### [Job 1]
In the MTV essay, why did the writer stare at the pictures of bands on LP covers while growing up? Answer in one to three sentences.
### [Job 2]
Write out everything in the MTV essay from "The first ten" down to "set to MTV.", renaming "Golden Age" as "Glory Years".
::: Source extract :::
I Wanted My MTV

In 1981, Gil-Scott Heron’s proto-rap song was proven wrong; the revolution was televised.

It started slowly, and there were plenty of technical problems in the beginning, but eventually the little cable channel known as Music Television completely changed the look, sound, and feel of television. In all likelihood, it was the most significant change to popular culture since the Beatles landed at JFK. And all it did was play commercials twenty-four hours a day, seven days a week.

Make no mistake: music videos are commercials. They were nothing more than advertisements for albums, tours, and artists. They’d been invented back in the 1960s as a way of appearing on television shows without having to actually appear on the shows. It’s impossible to determine what the first music video is: was it the “Can’t Buy Me Love” sequence in A Hard Day’s Night? Was it the video for “Paperback Writer” that featured the Fabs in a garden standing around and looking like the coolest gang on the planet? Was it by music video pioneer Mike Nesmith, who in the 1970s married his songs to short films that had nothing to do with Nesmith or the song? The debate can go on forever, and in the end it’s not the important. What is important is that a small group of television executive wannabes came up with the idea of creating a video jukebox and airing it all day, every day. They hired five personalities to introduce the videos. They launched the channel on August 1, 1981 by playing a ten minute clip of rockets being prepped and countdowns being intoned before a voice said, “Ladies and gentlemen, rock and roll” and the promo for the Buggles’s “Video Killed The Radio Star” began.

The first ten years of MTV are considered the Golden Age of the channel, back when it still played music videos and before it degenerated into a series of reality shows that celebrate the worst of human behavior. A big part of that is simply nostalgia. I certainly had a love/hate relationship with MTV (I wrote an article for my college newspaper about “Empty V”), but I also could not stop watching it. Starting when MTV came to my local cable company in January 1982, when I had free time, my channel was set to MTV.

Even now, when I hear a song that was a hit in the early 1980s, I can see the video in my mind’s eye. I can’t hear “Centerfold” without seeing Peter Wolf running in slow motion through a corridor filled with beautiful women doing cartwheels. “Rio” calls to mind images of the Duran Duran boys cavorting on beaches and a boat. “Jesse’s Girl” makes me picture Rick Springfield standing with his legs spread, playing the guitar as if he was sawing a two by four. The music of that era is inextricably linked with visual images.

I have always loved music videos. Growing up in the 1970s, long before MTV, YouTube, DVDs, etc., there was no way to establish a connection with the band other than albums. I would stare at the pictures of the bands on the LP covers. Too young to attend concerts, this was the only way to know what the bands looked like. To see them performing, even miming to a song, brought the musical experience to a different level. It made the artists into something more than iconic photographs; it made them performers. To see the Beatles on the cover of Sgt. Pepper was one thing; to see them walking around in the streets of London in the “Penny Lane” video was a revelation. Looking at them now, it’s like looking into a time capsule and seeing old or, in too many cases, dead musicians when they were alive and full of youth and energy. I still get a thrill when I see a performance clip of a favorite artist that I’ve never seen before, whether it’s a live clip, a lip-synced TV performance, or a promotional video is irrelevant to me: it’s like watching home movies of my favorite bands.
::: Stored data :::
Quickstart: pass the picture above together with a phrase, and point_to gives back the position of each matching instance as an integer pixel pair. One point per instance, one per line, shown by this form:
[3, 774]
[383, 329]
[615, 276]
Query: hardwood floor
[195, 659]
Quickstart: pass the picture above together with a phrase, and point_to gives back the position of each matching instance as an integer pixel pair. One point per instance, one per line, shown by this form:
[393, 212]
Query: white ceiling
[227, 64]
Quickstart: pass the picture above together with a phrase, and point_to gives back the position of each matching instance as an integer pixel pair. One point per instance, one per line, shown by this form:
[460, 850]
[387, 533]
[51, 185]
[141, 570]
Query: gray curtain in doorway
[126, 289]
:::
::: Stored data :::
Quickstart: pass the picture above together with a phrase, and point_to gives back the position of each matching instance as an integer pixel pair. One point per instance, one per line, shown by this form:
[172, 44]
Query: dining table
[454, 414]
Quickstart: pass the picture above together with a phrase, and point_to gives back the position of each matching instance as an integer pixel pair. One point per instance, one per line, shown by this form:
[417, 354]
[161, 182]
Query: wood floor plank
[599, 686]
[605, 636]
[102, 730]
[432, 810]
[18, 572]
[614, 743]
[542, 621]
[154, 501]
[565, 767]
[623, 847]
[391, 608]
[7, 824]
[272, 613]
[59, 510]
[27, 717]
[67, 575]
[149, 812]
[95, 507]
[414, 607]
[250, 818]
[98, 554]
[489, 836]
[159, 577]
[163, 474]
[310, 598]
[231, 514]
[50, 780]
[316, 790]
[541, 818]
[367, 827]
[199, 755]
:::
### [Exercise result 1]
In the 1970s, before MTV, YouTube and DVDs, albums were the only way to connect with a band. Being too young to attend concerts, the writer had no other way to know what the bands looked like.

### [Exercise result 2]
The first ten years of MTV are considered the Glory Years of the channel, back when it still played music videos and before it degenerated into a series of reality shows that celebrate the worst of human behavior. A big part of that is simply nostalgia. I certainly had a love/hate relationship with MTV (I wrote an article for my college newspaper about “Empty V”), but I also could not stop watching it. Starting when MTV came to my local cable company in January 1982, when I had free time, my channel was set to MTV.